Data supplied:
==============================

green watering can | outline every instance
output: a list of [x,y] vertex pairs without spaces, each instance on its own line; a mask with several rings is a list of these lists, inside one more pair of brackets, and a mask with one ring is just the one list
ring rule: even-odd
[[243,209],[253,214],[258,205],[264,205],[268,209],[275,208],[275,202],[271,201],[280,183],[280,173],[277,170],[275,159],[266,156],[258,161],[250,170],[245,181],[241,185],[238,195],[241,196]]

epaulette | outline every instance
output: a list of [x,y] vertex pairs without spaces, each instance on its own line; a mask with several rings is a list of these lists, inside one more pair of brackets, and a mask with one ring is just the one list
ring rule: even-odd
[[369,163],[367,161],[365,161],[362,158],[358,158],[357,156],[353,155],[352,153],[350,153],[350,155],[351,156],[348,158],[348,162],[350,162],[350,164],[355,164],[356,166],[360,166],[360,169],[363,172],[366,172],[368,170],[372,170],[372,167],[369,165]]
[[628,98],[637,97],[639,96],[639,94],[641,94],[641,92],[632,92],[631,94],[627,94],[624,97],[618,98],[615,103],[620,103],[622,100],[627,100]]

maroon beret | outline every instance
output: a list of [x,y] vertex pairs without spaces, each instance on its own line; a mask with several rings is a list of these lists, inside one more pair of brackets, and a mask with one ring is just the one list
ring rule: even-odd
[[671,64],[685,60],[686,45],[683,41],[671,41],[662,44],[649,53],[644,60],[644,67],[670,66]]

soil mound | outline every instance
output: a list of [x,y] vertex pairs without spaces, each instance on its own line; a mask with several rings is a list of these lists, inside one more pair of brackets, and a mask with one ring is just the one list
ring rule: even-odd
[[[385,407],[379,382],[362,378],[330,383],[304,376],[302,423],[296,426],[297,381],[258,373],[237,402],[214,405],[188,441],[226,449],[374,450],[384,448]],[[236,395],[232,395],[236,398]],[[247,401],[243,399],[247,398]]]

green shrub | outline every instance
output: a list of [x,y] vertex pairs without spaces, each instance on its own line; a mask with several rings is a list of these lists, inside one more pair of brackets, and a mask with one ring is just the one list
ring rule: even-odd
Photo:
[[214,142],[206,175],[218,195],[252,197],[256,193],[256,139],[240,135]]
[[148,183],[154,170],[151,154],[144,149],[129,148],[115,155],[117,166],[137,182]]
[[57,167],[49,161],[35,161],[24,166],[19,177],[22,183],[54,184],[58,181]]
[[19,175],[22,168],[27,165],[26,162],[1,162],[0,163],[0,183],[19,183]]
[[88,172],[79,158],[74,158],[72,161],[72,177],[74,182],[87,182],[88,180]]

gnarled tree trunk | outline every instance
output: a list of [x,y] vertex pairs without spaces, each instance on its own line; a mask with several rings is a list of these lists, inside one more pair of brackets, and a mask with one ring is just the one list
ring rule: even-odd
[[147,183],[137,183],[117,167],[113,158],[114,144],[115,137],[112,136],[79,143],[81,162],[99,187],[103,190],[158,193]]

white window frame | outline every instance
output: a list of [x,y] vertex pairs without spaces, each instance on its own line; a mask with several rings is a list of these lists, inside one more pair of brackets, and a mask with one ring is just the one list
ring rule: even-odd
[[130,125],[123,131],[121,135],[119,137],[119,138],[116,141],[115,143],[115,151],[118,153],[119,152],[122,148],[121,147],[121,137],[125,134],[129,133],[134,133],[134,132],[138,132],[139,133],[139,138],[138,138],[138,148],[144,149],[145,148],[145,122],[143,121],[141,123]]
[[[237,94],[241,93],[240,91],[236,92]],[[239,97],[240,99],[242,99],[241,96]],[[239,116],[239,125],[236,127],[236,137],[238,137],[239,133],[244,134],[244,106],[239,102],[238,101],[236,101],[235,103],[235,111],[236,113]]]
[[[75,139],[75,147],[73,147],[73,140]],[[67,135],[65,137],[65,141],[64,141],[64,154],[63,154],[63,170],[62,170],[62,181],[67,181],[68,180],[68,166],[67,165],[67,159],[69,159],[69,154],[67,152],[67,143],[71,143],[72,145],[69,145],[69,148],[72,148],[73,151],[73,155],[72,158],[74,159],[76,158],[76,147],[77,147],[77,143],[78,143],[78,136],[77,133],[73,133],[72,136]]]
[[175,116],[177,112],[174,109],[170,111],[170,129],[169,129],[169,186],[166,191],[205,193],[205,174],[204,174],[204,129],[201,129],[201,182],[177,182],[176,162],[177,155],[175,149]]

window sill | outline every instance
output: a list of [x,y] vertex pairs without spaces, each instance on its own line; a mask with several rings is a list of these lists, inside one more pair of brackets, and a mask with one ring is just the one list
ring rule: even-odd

==============================

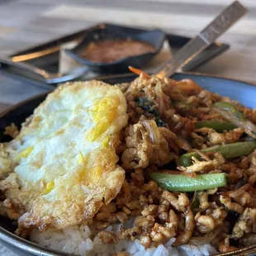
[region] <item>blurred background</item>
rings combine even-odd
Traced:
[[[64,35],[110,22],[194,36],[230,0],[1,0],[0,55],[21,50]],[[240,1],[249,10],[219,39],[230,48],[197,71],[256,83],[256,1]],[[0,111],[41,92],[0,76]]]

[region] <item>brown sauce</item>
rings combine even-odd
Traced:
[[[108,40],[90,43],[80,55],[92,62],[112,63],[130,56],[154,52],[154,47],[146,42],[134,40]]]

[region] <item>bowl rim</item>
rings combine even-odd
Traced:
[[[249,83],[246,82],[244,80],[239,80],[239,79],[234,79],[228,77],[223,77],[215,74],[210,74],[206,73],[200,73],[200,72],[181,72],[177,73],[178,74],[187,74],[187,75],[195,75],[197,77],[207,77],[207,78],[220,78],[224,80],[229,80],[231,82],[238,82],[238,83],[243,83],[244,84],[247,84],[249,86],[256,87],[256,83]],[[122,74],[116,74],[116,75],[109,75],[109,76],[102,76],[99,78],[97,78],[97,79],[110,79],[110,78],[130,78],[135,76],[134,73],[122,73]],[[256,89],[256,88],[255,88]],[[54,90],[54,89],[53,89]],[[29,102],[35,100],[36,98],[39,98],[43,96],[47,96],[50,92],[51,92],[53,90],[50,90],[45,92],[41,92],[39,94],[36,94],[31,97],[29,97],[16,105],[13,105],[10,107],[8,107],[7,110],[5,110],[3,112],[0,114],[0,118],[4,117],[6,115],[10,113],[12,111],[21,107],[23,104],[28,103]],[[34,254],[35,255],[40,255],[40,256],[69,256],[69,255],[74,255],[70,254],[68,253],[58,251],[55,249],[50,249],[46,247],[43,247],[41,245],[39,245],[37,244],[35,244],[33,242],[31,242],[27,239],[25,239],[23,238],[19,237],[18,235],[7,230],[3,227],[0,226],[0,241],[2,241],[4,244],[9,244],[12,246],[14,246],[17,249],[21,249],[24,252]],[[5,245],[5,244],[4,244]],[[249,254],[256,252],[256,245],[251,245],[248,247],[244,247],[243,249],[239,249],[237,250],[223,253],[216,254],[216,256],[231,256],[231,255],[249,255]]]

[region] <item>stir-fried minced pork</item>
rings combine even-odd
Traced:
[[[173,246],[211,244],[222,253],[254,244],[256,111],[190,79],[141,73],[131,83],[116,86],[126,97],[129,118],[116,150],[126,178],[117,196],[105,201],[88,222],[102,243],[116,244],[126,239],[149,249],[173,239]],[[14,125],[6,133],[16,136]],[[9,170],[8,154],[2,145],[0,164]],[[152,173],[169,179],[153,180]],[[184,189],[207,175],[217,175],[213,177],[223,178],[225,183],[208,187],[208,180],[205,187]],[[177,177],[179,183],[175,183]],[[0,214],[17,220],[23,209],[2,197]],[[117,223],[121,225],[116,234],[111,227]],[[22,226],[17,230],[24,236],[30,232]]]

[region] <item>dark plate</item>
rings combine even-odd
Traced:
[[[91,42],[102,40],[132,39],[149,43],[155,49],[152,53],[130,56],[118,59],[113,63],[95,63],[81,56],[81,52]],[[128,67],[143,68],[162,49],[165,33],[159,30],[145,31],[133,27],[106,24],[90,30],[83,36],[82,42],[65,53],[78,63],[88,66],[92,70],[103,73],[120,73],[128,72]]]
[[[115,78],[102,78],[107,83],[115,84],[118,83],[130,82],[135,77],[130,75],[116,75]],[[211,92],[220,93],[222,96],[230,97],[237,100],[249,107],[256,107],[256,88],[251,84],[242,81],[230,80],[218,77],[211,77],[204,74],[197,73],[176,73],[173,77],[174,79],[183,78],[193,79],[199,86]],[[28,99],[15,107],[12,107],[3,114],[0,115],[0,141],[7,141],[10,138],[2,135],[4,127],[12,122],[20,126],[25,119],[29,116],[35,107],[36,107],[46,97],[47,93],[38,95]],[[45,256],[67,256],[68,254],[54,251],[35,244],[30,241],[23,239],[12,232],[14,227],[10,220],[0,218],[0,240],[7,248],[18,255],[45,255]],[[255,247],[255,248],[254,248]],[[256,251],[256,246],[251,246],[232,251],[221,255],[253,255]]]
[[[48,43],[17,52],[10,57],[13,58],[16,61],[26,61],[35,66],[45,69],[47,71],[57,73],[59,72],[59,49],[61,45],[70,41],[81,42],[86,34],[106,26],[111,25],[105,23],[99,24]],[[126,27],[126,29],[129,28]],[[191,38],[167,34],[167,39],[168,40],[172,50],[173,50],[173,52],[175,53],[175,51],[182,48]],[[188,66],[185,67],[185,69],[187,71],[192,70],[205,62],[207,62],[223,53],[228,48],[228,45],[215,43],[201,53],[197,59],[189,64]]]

==============================

Work to complete: Gather every line of the material above that contains the word "item" and copy each one out in full. Case counts, so match capitals exactly.

Reply:
[region] <item>blurred background</item>
[region] <item>brown sauce</item>
[region] <item>bowl rim</item>
[region] <item>stir-fried minced pork</item>
[region] <item>dark plate</item>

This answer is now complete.